▶

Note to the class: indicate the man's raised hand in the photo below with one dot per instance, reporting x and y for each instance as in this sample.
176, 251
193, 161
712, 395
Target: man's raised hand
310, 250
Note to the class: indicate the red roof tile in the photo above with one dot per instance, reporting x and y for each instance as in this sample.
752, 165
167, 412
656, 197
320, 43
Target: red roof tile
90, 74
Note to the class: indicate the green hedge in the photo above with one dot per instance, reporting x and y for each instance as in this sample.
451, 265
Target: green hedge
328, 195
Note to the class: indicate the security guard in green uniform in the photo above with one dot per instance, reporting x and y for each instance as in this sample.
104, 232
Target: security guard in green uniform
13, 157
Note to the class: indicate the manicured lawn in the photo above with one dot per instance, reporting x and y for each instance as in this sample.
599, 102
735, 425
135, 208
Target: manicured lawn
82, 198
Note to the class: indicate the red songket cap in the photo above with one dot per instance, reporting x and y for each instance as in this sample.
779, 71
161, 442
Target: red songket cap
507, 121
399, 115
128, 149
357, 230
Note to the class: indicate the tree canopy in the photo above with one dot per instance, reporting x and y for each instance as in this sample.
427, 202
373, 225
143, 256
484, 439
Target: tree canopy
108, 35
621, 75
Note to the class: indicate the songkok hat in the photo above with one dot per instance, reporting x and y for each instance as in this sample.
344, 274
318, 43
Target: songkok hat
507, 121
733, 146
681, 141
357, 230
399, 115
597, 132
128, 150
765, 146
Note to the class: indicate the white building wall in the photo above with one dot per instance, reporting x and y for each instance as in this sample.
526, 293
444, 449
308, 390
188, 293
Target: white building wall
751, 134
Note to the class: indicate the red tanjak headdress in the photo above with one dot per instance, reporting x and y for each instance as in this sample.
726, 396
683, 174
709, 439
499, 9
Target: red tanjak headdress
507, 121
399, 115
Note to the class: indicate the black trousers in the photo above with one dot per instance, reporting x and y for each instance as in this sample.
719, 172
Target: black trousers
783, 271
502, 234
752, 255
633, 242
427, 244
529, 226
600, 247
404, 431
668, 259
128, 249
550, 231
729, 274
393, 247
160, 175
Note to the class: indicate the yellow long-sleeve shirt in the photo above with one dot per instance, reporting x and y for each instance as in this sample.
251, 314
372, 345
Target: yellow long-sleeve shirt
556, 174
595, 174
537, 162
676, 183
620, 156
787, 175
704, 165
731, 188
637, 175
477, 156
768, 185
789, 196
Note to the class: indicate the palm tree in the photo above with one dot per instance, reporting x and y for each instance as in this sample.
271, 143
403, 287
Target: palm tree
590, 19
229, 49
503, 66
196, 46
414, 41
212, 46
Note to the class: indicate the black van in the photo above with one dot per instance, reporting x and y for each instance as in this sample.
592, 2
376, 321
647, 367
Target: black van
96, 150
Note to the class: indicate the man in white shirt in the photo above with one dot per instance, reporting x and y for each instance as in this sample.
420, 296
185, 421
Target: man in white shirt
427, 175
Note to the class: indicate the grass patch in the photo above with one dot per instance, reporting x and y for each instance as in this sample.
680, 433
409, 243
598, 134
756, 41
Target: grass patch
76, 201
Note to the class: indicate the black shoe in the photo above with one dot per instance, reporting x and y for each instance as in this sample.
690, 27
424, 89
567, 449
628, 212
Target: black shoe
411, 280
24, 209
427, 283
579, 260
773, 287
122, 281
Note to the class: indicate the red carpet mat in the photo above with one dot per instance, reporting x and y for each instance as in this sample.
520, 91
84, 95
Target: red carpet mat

◀

WORK INSTRUCTION: For every entry above, write out an exact copy.

TASK RESULT:
Note to the class: indicate the man's raised hand in the photo below with one dot per instance, reporting x and y for each instance as in this sample.
176, 251
193, 161
712, 395
Target: man's raised hand
310, 250
Note to the class: indicate the red roof tile in the photo above with one dot per instance, reporting x and y for each instance as in this sample.
752, 165
167, 412
656, 197
320, 43
Target: red roof tile
90, 74
Note to the class: indicate the green hedge in the photo above with one dot per instance, reporting x and y for each instance as in this sample.
451, 265
Target: green hedge
328, 195
Note to the class: indicate the security guard in green uniform in the photo above with one dot per instance, reporting x and y for each instance as in this sample.
104, 232
Target: security guard in green uniform
13, 157
Note to the class: indicate the manicured lawn in the photo above with one dot per instance, reporting x and y for each instance as in this sample.
599, 102
735, 425
135, 208
Target: manicured lawn
82, 198
Note to the class: indicate the red songket cap in the photo above with one dot per instance, reporting x and y for each instance as in this sample.
779, 71
161, 442
Target: red songket cap
507, 121
399, 115
128, 149
357, 230
Note to the class: indicate the tree canopy in the photo above with one dot per instance, reporting x and y for each instance as in this sample.
427, 202
373, 225
143, 256
484, 439
Target: tree canopy
108, 35
621, 75
Note to the class: indicate the songkok hat in the photo above with one dot per instance, reporting x and y for each instance as in this sample.
344, 274
318, 43
Target: songkok hat
507, 121
733, 146
681, 141
357, 230
399, 115
597, 132
128, 150
765, 146
Note to the class: indicate the white building wall in the photo above with one dot per instance, reporting x and y for each instance as in this sample.
526, 293
444, 449
308, 390
188, 293
Target: white building wall
751, 134
Note to the class: indicate the red tanjak headdress in the photo above with one dot per instance, reporting x and y for each instance as in this sample.
726, 396
683, 174
709, 439
499, 9
Target: red tanjak headdress
507, 121
399, 115
Note to the class: indicate the black trousers in the photo above with one dot per instance, reporting x and y for each instance as in this sample.
719, 172
Target: black trousers
783, 271
502, 234
752, 255
633, 242
427, 244
529, 226
600, 247
404, 431
668, 259
128, 249
550, 231
729, 274
393, 247
160, 175
Note to the class: indicate the yellow long-sleeve shirt in the photo above with one dot per instance, reporting x and y for each instance as in this sample.
251, 314
372, 345
Target: yellow long-sleeve shirt
556, 174
595, 174
537, 162
676, 183
620, 156
787, 175
704, 165
731, 188
637, 175
477, 156
768, 185
789, 196
Note to the class: indicate the palm tree in the photo above with one dot per instance, reporting x and y for each instance as in this sample.
271, 143
403, 287
Target: palm tree
590, 19
229, 49
503, 66
196, 46
414, 41
212, 46
Note to the class: indicate the black van in the photo above with one dot per instance, reporting x and y for each instance as in this sample.
592, 2
376, 321
647, 367
Target: black van
96, 150
Note to the class: indicate the man in white shirt in the photo above with one dot per instance, reporting x and y for each instance as in this sample.
420, 296
185, 421
Target: man in white shirt
427, 175
Note to the class: indicate the grass patch in the photo above with one dot per instance, reporting x and y for each instance as in this sample.
680, 433
409, 243
598, 134
756, 41
Target: grass patch
76, 201
Note to the class: indicate the black shoe in the photo above with one dot per instance, reporting x and y for each instance as in this sample.
690, 27
424, 89
567, 449
628, 212
Target: black shoe
411, 280
24, 209
427, 283
579, 260
773, 287
122, 281
Note to the class: indicate the red carpet mat in the photo above with one dot per instance, reporting x and y for each instance as in this sample.
520, 91
84, 95
Target: red carpet mat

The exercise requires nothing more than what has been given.